- _Selected passage_
....................

Speak to your family and get them to come and get you.
Move out and get yourself with loving family and friends.
That would be my first move.
Then open a bank account and go to CAB and council and get your own benefits sorted out.
You can do this.

Tiredemma · 08/08/2013 11:23

Even without a new baby thrown into the mix, this all sounds a bit shit.

No access to money, stuck on the top floor of a block of flats with mobility problems, no local family.......

let him try and get sole custody- typical threatening behaviour from wankers who want to control.

Call his bluff- leave him- what the hell have you got to lose?????

clam · 08/08/2013 11:23

Have you actually asked him for access to the bank accounts? And if so, what is his reasoning for not handing it over?

GenerationTerrorist · 08/08/2013 11:23

It's not even slightly ideal. A lot of the time I wish my existing DS wasn't here to be stuck in the middle. I keep hoping to miscarry because then I wont have to choose to end it.

He does know.

He cancelled the HV from when DS was born because he didn't like them. I'm meant to be seeing a therapist from a local women's centre in 2 weeks though.

I'd just like the benefits system to not make it so hard to walk away. As it is I'm stuck in a catch 22.

....................

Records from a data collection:
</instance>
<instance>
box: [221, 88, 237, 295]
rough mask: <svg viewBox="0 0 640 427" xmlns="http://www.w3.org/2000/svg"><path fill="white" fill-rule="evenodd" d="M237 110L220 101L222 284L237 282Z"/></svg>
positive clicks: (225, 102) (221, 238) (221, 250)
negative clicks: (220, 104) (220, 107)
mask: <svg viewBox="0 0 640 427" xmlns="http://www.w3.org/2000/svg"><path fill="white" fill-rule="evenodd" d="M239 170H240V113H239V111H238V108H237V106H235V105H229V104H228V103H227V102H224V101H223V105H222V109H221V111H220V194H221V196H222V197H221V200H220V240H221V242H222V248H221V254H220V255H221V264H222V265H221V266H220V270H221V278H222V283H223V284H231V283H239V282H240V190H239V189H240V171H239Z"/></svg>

....................

- _Required action 1_
Set down the part of the forum thread on leaving a controlling partner between "GenerationTerrorist · 08/08/2013" and "a catch 22.", inclusive, copying it word for word.
- _Required action 2_
Take the forum thread on leaving a controlling partner further, starting after its last line.
The records were drawn from a separate source.

- _Task answer 1_
GenerationTerrorist · 08/08/2013 11:23

It's not even slightly ideal. A lot of the time I wish my existing DS wasn't here to be stuck in the middle. I keep hoping to miscarry because then I wont have to choose to end it.

He does know.

He cancelled the HV from when DS was born because he didn't like them. I'm meant to be seeing a therapist from a local women's centre in 2 weeks though.

I'd just like the benefits system to not make it so hard to walk away. As it is I'm stuck in a catch 22.

- _Task answer 2_
OP posts:
GenerationTerrorist · 08/08/2013 11:25

clam Apparently I can't be trusted with money because I was in debt when we first got together (I'd been made redundant from 2 jobs in a row) and haven't paid it off yet.

OP posts:
swallowedAfly · 08/08/2013 11:27

how pregnant are you now?

GenerationTerrorist · 08/08/2013 11:30

Not sure, I only found out on Monday, and I doubt I'm more than 7 weeks. But irregular periods mean I wasn't paying too much attention to when my last one was.

OP posts:
Tiredemma · 08/08/2013 11:32

This is a very abusive relationship GT. perhaps not in a physical sense but certainly financially- and stopping the HV from visiting????????

swallowedAfly · 08/08/2013 11:33

ok so you need to make a decision now really. if you do decide not to keep this pregnancy you won't even need surgery at this stage. you can't afford to take your time over this decision or just pretend it isn't happening to avoid making a decision.

if i was you i'd go into the job centre and ask to speak to their domestic abuse expert and go through exactly what is happening due to the benefits being paid into his account and ask them what they can do.

but you have to decide about this pregnancy.

Viviennemary · 08/08/2013 11:34

I think you will have to move out in order to make a separate claim if that's what the DWP say. If you think you will go through endless angst over an abortion then don't do it. And I would ignore his threats for the time being. Could you ask your GP to be referred to somebody who could help and give advice.

Spottypurse · 08/08/2013 11:39

I agree with SwallowedAFly - you need to decide about the pregnancy first and foremost. And then get on the case about the rest of it. It sounds awful for you.

piratecat · 08/08/2013 11:40

are you both on the tenancy.

if you are living together you can't as you know claim separately.

would it be worth going to the job centre to tell them you have no access to the joint money, is it income support?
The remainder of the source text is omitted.